# REQUIRED ACTIONS
• 1. Rewrite the UCT carbon management text starting with "UCT’s long-standing practice" and going on through "of campus operations.", switching "baseline" to "reference".
• 2. According to the UCT carbon management text, by what percentage did UCT's combined Scope 1, Scope 2 and Other Direct emissions decline between 2019 and 2024?

# DOCUMENT EXCERPT

━━━━

The University of Cape Town has a clearly defined, institution-wide process for carbon management that is rooted in over a decade of continuous annual greenhouse-gas (GHG) measurement and formal reporting. The UCT Carbon Footprint Assessment Report – 2024 confirms that UCT has conducted consecutive carbon-footprint inventories every year since 2012, applying the internationally recognised Greenhouse Gas Protocol Corporate Accounting and Reporting Standard to quantify Scope 1, Scope 2 and selected Scope 3 emissions across all campuses under UCT’s operational control. The 2024 assessment covers the full financial year (1 January – 31 December 2024) and includes Main Campus, Medical Campus, off-campus residences, the Graduate School of Business, Hiddingh Campus and ICTS on Main.
UCT’s long-standing practice of annual carbon accounting provides the empirical foundation for carbon-management planning, trend analysis and target setting.
UCT’s carbon-reduction goals are formally articulated and integrated into this process. The report reaffirms UCT’s institutional target of achieving net-zero Scope 1 and Scope 2 emissions by 2050, requiring reductions of 2–5% per annum from the 2019 baseline. The 2024 assessment notes that UCT’s combined Scope 1, Scope 2 and Other Direct emissions have declined by 17% between 2019 and 2024, and by 8% since the first baseline year in 2012, despite post-COVID normalisation of campus operations.
These long-term reductions demonstrate that UCT’s carbon-management process tracks not only annual inventory results but also progress against long-horizon decarbonisation objectives.

━━━━

# RECORDS PROVIDED
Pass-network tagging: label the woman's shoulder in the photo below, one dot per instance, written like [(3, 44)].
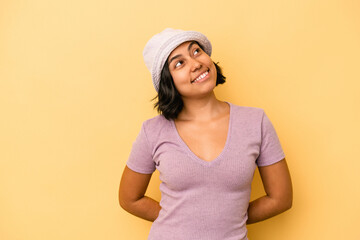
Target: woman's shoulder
[(156, 123)]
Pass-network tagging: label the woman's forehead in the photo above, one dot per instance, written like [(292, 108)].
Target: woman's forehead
[(184, 46)]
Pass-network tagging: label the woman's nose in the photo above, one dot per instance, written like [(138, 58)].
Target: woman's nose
[(195, 65)]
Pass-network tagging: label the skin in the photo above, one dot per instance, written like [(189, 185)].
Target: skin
[(203, 125)]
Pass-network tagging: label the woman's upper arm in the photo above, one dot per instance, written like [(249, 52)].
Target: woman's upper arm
[(277, 182), (133, 186)]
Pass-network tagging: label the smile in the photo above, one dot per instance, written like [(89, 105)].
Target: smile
[(201, 78)]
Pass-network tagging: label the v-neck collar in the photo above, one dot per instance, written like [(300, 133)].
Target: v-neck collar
[(193, 155)]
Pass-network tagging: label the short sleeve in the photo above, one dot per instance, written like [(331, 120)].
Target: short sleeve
[(140, 159), (270, 149)]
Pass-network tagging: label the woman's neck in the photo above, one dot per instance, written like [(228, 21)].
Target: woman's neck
[(202, 109)]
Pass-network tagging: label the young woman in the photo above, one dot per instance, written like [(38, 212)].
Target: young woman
[(206, 150)]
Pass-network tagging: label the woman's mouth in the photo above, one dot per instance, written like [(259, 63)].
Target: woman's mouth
[(201, 78)]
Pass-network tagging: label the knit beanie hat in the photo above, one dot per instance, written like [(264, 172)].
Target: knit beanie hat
[(160, 46)]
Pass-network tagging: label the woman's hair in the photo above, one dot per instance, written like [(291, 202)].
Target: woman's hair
[(169, 102)]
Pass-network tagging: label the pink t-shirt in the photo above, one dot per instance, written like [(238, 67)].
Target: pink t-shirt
[(203, 200)]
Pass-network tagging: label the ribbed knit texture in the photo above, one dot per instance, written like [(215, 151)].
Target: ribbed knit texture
[(203, 200)]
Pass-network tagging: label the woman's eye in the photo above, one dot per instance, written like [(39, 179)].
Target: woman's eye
[(178, 64)]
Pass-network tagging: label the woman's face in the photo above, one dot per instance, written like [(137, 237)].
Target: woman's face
[(192, 70)]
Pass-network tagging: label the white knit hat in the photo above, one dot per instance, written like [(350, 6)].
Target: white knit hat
[(159, 47)]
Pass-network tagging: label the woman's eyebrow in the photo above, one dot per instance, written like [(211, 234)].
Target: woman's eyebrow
[(176, 56)]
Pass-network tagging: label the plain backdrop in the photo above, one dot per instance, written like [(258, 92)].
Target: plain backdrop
[(74, 91)]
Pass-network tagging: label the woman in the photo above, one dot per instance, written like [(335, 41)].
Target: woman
[(206, 150)]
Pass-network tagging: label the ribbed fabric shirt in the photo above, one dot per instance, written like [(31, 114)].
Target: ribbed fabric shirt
[(202, 200)]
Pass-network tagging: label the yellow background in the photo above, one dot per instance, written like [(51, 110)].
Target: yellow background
[(74, 91)]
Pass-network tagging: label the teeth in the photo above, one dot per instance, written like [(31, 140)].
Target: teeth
[(201, 76)]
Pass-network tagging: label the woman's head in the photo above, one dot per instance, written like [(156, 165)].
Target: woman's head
[(180, 65)]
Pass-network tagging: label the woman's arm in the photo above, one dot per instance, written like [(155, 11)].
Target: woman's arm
[(277, 184), (132, 188)]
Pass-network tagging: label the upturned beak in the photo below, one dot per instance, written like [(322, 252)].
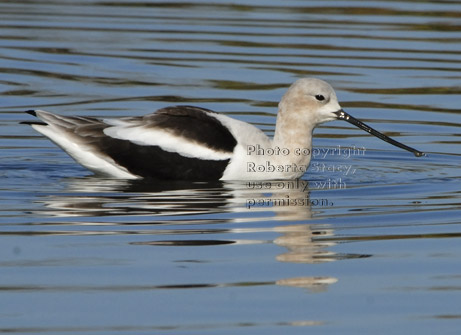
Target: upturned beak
[(342, 115)]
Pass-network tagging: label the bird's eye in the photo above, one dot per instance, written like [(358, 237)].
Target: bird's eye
[(320, 97)]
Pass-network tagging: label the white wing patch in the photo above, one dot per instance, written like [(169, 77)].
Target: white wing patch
[(165, 140)]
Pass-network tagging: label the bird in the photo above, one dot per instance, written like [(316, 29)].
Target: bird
[(192, 143)]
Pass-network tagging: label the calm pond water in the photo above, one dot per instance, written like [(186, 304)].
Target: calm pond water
[(368, 241)]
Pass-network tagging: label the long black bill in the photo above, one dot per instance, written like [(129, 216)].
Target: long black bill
[(342, 115)]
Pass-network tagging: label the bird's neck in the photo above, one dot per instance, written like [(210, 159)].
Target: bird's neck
[(294, 134)]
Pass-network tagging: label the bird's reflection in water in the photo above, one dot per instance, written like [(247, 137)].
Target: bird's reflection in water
[(223, 209)]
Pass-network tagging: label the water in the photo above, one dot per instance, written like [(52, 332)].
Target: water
[(366, 242)]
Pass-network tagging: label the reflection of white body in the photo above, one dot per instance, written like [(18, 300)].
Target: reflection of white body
[(191, 143)]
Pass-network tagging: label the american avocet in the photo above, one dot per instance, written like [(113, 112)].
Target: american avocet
[(193, 143)]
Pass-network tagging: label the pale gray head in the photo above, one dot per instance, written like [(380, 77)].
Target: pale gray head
[(310, 102)]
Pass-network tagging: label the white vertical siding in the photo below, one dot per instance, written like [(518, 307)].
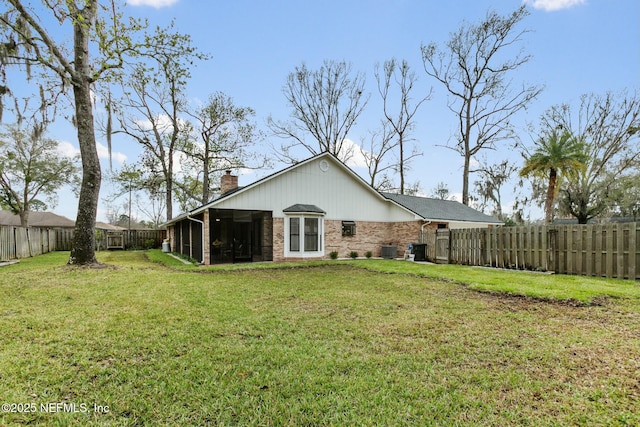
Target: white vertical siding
[(335, 190)]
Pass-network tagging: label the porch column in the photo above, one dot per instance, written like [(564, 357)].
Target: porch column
[(206, 250)]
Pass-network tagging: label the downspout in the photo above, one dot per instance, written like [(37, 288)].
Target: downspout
[(425, 223), (201, 223)]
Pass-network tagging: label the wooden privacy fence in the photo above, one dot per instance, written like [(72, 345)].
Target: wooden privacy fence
[(20, 242), (130, 239), (609, 250)]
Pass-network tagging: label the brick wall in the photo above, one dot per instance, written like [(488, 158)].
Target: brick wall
[(369, 236)]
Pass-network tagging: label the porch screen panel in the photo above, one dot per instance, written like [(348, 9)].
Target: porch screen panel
[(311, 235), (294, 234)]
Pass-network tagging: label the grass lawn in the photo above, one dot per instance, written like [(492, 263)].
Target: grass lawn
[(335, 343)]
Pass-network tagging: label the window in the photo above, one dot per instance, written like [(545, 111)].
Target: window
[(311, 237), (303, 236), (348, 228)]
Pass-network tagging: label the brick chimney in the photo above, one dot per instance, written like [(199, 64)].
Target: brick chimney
[(228, 182)]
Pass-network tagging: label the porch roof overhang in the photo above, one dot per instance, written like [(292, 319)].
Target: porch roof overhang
[(299, 208)]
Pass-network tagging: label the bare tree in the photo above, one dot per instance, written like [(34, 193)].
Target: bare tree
[(326, 104), (153, 105), (375, 152), (441, 191), (226, 136), (489, 185), (32, 40), (402, 121), (474, 68)]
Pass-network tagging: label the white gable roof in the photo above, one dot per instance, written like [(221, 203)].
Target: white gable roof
[(322, 181)]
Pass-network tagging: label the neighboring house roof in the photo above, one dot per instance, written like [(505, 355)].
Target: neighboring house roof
[(441, 210), (37, 219)]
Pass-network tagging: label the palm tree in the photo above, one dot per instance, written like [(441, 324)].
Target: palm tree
[(556, 154)]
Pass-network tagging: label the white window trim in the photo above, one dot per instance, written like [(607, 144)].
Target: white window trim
[(287, 236)]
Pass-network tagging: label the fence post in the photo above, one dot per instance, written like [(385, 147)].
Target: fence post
[(552, 239)]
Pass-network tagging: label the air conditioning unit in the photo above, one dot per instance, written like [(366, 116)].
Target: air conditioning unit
[(389, 252)]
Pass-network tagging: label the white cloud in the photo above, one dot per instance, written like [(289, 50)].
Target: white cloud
[(103, 153), (356, 157), (67, 149), (553, 5), (153, 3)]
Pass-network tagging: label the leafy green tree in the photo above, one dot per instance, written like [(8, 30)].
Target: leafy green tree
[(475, 67), (31, 167), (609, 127), (153, 106), (556, 154), (58, 39)]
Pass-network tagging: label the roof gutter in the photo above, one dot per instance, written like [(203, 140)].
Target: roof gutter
[(424, 223)]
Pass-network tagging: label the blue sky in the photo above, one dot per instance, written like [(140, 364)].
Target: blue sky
[(577, 47)]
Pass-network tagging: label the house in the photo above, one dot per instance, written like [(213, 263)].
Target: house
[(307, 211)]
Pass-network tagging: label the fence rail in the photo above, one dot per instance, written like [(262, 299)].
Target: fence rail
[(609, 250), (21, 242)]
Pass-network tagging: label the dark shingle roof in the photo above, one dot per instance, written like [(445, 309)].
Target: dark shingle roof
[(445, 210), (303, 208)]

━━━━

# ANSWERS IN ORDER
• 1.
UCT’s long-standing practice of annual carbon accounting provides the empirical foundation for carbon-management planning, trend analysis and target setting.
UCT’s carbon-reduction goals are formally articulated and integrated into this process. The report reaffirms UCT’s institutional target of achieving net-zero Scope 1 and Scope 2 emissions by 2050, requiring reductions of 2–5% per annum from the 2019 reference. The 2024 assessment notes that UCT’s combined Scope 1, Scope 2 and Other Direct emissions have declined by 17% between 2019 and 2024, and by 8% since the first reference year in 2012, despite post-COVID normalisation of campus operations.

• 2. 17%